Pointing dataset records
>>>
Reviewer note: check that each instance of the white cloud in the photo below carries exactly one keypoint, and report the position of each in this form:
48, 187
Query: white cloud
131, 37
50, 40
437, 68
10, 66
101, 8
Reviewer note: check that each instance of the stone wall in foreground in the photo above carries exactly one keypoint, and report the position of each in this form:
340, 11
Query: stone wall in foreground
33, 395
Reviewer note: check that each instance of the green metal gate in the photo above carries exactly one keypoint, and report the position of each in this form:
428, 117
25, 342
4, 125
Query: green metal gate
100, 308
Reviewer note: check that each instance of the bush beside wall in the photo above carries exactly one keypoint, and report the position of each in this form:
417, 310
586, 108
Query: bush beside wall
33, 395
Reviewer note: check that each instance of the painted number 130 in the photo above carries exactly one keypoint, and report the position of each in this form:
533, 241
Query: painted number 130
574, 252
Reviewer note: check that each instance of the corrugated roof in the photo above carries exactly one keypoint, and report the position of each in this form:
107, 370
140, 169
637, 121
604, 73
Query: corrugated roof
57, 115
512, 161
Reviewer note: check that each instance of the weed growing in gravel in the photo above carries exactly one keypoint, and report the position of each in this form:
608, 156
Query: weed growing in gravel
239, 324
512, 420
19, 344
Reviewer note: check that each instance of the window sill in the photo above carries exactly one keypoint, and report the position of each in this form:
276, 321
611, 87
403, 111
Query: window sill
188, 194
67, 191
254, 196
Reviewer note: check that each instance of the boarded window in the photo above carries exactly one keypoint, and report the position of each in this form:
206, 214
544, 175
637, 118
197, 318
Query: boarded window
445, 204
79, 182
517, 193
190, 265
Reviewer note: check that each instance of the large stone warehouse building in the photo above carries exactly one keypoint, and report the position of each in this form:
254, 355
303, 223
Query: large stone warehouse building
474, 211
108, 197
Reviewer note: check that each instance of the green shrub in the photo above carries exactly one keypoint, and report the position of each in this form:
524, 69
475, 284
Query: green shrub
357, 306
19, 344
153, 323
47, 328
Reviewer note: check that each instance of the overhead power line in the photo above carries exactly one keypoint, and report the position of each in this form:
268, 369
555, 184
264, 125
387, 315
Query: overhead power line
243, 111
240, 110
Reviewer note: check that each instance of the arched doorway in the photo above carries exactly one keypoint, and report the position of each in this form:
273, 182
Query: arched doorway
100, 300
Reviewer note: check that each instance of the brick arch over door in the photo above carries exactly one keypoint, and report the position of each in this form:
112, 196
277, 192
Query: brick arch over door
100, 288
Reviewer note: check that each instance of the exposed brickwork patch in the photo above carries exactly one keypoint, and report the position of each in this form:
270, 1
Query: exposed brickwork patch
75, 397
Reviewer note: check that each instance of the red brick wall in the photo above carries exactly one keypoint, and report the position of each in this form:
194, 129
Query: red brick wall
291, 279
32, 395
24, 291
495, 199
<<<
◆ **Brief**: Give an exact repetition of all the material.

◆ **Full solution**:
Reviewer note: check that each instance of the white cloud in the photo below carries exactly one keypoint, and report the position of each in this form:
48, 187
Query: white cloud
131, 37
50, 40
437, 68
10, 66
101, 8
Reviewer note: check that each instance of the stone wall in foreground in the photo above carries exactly one keypoint, and report the position of each in this form:
340, 11
Query: stone wall in foreground
33, 395
Reviewer note: check that each instance of the green metal gate in the photo above carries exactly one keypoint, and report the position of each in this form:
428, 117
25, 342
4, 125
Query: green metal gate
100, 308
Reviewer note: check that each instance of the bush beside wall in the photo above carries exactly one keypoint, and report the position of each in this form:
417, 310
586, 108
Query: bush beside wall
33, 395
Reviewer note: check that each instance of the painted number 130 in the photo above carries exactly one keypoint, and report the position of each in this form:
533, 241
Query: painted number 130
574, 252
Reviewer note: check that each instance of the corrugated roof in the photo above carries exactly one keypoint, and report the position of each in this form:
107, 370
140, 169
637, 121
604, 73
Query: corrugated roof
57, 115
512, 161
Reviewer note: check that each instance of the weed growing in gravel in the photo above carries exactly one keypoint, and report the position of each in this form:
608, 156
Query: weed growing in gravel
239, 324
512, 420
19, 344
Reviewer note: check that each instance of the window sill in the photo above carries exactly one keypoint, and report the position of each in this form:
276, 321
611, 87
403, 111
Query: window sill
188, 194
67, 191
254, 196
Reviewer note: check that each instance of the boarded window in the photo above carries exactly one keypoint, and report the position of each in this form:
206, 214
544, 175
637, 118
197, 318
Query: boarded window
445, 204
79, 182
517, 193
190, 265
Reviewer note: check that each instance of the large stone warehouse building in the photo above carries exactly one keypoint, and report the position of each in this form:
254, 355
303, 223
Query: large stone warehouse building
474, 211
108, 197
Reviewer note: check that each instance of the green shrub in the photo above carries exactly one keypoint, and report the position of each in this form:
524, 69
475, 284
Query: green shrub
357, 306
19, 344
153, 323
47, 328
Reviewer note: check that each instance of the overhead power line in the photo above carries exactly one keypoint, and report the position of each in this form:
268, 369
555, 184
264, 125
387, 315
Query: overhead power line
243, 111
240, 110
Reviewer note: check that each instance of the arched doorway in the photo above carries exactly one keypoint, and report the position of each in this form:
273, 182
Query: arched doorway
100, 300
Reviewer note: check that each instance of the brick arch over door in the photo above carries exactly one keypoint, and report the position of each in this form:
112, 196
277, 192
Query: brick arch over door
100, 288
Reviewer note: check that each instance of the exposed brickwork patch in the photo above carries exactly one keypoint, and report the position of each in this form:
270, 1
Query: exposed brickwork patch
75, 397
Reviewer note: check that each instance of the red brick wall in the photo above carries exactly one keypoint, and report the position of each in this form:
194, 129
Query: red brick wall
291, 279
32, 395
24, 291
495, 199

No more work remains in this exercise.